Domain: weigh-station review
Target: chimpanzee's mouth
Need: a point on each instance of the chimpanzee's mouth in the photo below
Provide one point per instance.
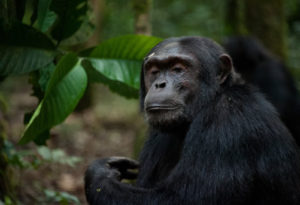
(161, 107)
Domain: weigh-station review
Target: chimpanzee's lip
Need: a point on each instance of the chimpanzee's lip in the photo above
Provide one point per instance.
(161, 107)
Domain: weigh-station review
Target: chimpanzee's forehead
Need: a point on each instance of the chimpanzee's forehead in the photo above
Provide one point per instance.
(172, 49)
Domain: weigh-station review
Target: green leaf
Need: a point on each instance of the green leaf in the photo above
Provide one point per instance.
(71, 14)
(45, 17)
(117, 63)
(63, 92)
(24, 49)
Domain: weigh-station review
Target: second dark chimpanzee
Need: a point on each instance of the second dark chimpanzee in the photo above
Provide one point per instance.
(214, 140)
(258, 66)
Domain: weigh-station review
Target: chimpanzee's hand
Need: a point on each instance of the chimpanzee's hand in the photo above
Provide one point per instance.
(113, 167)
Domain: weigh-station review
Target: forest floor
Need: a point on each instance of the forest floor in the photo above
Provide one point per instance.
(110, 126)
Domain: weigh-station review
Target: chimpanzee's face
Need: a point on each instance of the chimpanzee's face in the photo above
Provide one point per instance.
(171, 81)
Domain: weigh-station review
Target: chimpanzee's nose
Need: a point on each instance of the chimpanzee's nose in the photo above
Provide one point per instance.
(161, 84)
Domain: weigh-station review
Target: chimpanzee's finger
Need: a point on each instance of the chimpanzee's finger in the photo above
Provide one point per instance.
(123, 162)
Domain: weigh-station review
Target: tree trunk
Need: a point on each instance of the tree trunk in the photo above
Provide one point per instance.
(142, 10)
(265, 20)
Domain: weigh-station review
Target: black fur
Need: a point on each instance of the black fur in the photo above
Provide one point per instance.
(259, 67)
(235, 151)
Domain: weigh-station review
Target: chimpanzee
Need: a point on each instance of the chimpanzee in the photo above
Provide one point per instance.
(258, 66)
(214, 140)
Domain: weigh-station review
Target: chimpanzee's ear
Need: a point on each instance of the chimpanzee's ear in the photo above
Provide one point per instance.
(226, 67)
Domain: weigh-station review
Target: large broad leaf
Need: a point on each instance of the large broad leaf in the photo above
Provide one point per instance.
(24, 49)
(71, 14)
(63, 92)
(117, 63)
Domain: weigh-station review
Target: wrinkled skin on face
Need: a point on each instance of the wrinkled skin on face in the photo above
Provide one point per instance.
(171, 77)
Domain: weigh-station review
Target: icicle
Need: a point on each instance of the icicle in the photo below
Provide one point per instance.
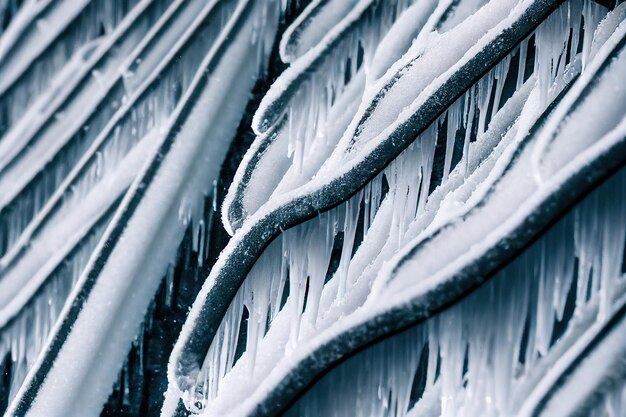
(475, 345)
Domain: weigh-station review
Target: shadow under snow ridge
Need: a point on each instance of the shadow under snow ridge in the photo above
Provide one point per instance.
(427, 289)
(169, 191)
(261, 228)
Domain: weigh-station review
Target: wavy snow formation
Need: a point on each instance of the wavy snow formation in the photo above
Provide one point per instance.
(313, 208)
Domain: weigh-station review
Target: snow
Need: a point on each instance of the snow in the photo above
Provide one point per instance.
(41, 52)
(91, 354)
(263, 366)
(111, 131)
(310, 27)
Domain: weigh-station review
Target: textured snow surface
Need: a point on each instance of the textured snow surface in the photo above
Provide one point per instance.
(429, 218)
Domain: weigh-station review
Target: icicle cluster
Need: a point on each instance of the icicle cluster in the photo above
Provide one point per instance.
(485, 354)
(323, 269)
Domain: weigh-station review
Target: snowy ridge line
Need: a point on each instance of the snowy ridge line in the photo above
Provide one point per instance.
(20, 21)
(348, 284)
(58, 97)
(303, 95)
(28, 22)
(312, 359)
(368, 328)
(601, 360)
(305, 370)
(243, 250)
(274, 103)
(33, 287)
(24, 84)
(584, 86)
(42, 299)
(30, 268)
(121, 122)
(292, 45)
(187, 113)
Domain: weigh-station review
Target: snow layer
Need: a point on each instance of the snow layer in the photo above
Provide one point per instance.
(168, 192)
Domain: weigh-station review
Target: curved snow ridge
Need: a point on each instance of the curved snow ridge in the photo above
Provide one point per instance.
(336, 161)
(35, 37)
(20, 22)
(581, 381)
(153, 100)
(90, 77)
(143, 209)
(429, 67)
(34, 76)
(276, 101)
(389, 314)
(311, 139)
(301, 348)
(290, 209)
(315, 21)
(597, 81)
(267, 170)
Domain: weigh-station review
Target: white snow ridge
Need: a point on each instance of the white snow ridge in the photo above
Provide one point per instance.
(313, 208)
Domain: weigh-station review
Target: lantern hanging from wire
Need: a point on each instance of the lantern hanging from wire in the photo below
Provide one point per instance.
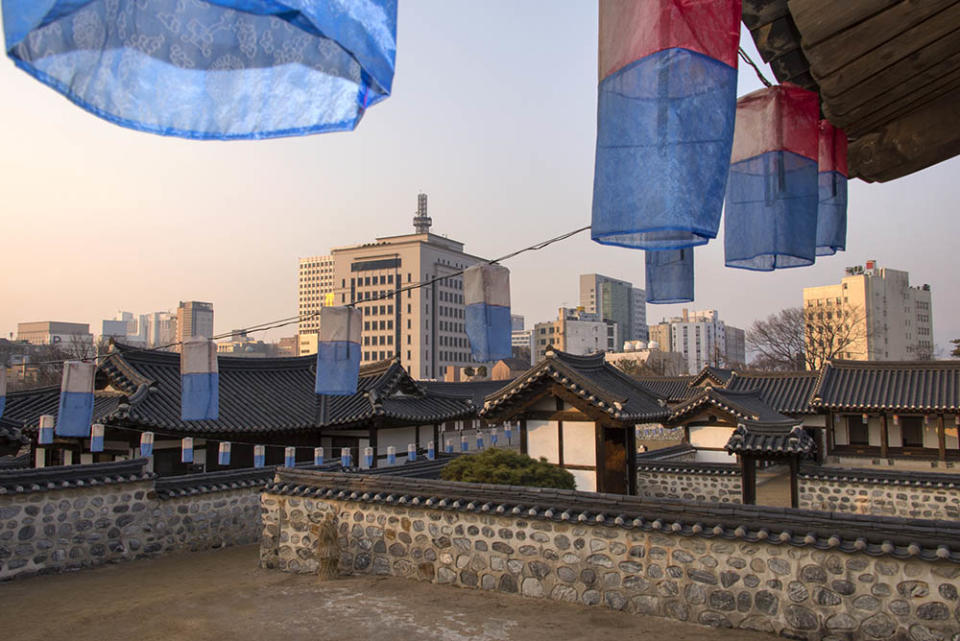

══════════

» What you will do:
Could you find each line in the entries that contains the string "wrinkled" and copy it?

» Problem solution:
Target: wrinkled skin on face
Need: a point on each instance of the wrinkled skin on face in the photo above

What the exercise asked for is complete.